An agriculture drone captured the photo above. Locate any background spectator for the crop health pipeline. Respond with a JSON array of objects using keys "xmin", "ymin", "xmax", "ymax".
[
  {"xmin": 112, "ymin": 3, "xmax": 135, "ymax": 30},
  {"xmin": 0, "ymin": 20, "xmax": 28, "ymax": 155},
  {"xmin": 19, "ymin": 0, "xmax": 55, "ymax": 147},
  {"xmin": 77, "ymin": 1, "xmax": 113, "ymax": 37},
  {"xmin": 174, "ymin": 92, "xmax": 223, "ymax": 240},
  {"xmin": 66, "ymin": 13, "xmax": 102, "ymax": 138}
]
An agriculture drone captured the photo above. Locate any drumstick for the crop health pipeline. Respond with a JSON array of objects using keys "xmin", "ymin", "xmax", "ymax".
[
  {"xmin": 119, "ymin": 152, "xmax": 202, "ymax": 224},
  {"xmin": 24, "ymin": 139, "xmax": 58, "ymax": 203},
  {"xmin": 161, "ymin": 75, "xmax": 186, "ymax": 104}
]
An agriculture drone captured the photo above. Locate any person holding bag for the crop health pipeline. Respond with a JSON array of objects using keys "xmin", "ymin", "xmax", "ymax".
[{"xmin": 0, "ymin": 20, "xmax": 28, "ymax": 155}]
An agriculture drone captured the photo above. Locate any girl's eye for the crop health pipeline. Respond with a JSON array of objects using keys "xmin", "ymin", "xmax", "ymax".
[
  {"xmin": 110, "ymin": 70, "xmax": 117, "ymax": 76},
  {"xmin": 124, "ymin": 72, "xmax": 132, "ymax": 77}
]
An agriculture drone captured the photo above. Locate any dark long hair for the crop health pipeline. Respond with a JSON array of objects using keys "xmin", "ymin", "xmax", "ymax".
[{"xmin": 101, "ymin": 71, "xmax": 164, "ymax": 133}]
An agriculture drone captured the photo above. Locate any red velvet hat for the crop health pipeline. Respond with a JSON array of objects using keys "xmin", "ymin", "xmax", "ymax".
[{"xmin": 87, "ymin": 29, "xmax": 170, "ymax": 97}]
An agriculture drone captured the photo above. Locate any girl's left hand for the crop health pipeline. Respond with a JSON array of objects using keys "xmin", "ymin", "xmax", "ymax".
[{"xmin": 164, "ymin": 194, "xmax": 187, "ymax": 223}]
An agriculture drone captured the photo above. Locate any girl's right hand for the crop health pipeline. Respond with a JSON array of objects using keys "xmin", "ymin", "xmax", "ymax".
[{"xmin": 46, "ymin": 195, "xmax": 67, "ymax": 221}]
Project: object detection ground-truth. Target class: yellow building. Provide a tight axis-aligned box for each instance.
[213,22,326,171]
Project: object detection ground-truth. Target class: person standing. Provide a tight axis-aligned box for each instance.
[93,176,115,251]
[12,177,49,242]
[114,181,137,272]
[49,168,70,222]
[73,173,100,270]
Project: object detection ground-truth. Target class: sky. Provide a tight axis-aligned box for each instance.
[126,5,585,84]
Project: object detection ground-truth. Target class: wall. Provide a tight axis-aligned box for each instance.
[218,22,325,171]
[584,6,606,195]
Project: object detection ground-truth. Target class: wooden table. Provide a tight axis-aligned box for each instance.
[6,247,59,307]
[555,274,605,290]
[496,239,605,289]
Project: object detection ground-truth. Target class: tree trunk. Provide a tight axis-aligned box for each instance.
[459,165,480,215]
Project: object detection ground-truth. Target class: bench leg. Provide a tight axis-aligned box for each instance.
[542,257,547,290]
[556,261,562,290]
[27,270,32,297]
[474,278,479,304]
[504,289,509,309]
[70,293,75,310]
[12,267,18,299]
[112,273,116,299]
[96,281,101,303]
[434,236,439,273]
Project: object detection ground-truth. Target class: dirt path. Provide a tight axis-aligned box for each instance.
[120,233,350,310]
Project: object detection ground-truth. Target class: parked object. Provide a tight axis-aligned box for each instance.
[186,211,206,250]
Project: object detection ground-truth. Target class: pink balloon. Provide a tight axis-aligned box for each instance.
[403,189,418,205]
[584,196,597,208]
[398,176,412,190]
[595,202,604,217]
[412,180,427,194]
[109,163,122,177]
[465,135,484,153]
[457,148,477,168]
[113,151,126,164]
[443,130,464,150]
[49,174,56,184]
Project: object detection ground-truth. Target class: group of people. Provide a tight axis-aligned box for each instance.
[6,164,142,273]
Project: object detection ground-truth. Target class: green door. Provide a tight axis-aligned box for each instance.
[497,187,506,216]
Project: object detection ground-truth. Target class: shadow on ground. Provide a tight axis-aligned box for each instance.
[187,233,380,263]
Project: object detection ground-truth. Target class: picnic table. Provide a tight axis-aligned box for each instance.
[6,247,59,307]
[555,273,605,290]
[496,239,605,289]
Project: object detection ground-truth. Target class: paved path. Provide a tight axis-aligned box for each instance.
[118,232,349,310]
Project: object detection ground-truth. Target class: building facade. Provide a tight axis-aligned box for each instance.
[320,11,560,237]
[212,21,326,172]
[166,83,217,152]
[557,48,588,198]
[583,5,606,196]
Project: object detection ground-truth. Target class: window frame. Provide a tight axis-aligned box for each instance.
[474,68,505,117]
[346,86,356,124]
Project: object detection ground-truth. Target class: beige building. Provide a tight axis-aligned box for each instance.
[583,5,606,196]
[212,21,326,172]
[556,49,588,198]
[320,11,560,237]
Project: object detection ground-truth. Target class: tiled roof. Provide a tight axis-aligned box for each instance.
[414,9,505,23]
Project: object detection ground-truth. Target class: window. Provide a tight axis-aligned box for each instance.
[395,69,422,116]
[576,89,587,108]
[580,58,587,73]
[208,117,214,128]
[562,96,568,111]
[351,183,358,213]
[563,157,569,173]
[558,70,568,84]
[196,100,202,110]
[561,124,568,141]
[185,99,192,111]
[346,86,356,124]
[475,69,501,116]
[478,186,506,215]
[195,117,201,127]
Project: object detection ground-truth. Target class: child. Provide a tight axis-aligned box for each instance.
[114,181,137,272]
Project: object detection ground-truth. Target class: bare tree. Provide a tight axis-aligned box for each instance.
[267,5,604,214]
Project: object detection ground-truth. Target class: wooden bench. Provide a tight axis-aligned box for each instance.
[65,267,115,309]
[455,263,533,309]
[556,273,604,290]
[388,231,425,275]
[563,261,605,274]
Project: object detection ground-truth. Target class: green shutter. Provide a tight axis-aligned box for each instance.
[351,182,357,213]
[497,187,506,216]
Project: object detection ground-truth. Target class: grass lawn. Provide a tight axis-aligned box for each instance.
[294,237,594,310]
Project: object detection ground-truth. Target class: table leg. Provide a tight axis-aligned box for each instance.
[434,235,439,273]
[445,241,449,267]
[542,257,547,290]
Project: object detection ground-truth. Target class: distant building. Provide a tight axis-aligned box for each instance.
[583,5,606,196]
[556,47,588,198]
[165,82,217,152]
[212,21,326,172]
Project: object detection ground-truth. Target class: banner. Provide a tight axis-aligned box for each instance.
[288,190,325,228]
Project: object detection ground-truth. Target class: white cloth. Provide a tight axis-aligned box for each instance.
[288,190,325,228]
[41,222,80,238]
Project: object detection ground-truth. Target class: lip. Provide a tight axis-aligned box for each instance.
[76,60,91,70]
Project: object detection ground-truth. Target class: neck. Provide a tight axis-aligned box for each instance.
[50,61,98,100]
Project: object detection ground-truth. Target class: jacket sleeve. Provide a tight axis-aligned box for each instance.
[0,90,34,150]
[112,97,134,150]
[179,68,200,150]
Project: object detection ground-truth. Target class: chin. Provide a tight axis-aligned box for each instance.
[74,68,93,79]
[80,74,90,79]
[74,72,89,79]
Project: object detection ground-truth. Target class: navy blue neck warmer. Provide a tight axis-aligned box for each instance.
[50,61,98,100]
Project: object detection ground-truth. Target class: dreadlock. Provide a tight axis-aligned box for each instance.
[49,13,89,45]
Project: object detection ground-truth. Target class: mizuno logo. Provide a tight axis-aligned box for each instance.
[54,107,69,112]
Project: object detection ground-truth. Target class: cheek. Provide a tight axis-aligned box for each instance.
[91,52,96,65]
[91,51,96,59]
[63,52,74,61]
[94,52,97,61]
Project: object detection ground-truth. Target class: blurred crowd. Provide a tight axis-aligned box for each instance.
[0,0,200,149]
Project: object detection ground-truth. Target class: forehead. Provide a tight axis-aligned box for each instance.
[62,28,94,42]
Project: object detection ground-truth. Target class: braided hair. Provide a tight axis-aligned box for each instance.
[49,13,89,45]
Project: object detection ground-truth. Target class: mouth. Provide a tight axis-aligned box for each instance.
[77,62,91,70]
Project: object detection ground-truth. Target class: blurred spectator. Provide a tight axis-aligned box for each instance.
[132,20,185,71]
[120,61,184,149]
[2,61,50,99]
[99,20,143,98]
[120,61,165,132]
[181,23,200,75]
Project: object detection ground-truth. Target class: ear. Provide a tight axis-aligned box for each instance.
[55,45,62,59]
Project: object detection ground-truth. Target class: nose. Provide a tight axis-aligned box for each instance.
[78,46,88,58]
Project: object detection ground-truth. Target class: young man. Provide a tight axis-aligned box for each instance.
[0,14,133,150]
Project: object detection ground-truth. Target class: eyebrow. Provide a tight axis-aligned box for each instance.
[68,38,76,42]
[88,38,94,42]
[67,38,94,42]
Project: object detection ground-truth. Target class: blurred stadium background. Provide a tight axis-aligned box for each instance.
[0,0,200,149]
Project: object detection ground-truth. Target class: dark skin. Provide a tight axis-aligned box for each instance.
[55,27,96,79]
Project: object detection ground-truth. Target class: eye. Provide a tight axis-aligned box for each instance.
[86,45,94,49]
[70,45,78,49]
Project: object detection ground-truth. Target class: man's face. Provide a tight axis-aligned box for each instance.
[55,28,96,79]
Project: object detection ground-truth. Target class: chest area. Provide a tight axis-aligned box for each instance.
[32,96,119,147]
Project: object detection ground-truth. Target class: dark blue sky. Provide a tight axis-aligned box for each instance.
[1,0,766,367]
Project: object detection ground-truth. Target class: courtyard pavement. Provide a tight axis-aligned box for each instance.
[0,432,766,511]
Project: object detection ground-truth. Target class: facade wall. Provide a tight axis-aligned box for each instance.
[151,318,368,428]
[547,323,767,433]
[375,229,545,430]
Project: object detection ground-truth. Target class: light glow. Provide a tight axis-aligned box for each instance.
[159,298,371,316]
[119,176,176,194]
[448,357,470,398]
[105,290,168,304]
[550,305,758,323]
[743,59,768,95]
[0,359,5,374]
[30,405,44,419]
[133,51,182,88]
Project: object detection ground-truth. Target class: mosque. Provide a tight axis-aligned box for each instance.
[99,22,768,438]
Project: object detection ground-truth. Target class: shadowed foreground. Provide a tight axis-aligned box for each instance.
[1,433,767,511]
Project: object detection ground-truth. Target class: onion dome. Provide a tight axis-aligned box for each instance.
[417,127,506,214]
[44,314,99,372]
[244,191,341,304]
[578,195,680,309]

### Task details
Exactly the lines from the one containing "Project: object detection ground-truth. Target class: courtyard" through the final line of the records above are needed, copied word for word.

### Solved exercise
Project: object detection ground-truth. Target class: courtyard pavement. Provide a tight axis-aligned box for each instance.
[0,432,766,511]
Project: object detection ground-truth. Target class: facade wall. Provide a tight axis-aligned box for each instance.
[151,318,368,428]
[547,323,767,433]
[375,229,545,430]
Project: object detection ground-truth. Target class: light glow. Provide a tight axis-aligned box for each instance.
[159,298,371,316]
[119,176,176,194]
[448,357,470,398]
[105,290,168,304]
[550,305,758,323]
[743,59,768,95]
[0,359,5,374]
[30,405,44,419]
[133,51,182,88]
Project: object detection ground-truth. Target class: mosque. Provide a tight axis-aligned box for each instance.
[99,22,768,438]
Project: object detection ground-truth. Target class: shadowed foreground. Provide a tight axis-aligned box for each instance.
[1,433,767,511]
Project: object detection ground-truth. Target class: onion dome. Provide a tight axis-aligned box for each instance.
[417,127,506,214]
[44,314,99,372]
[244,191,341,304]
[578,195,680,309]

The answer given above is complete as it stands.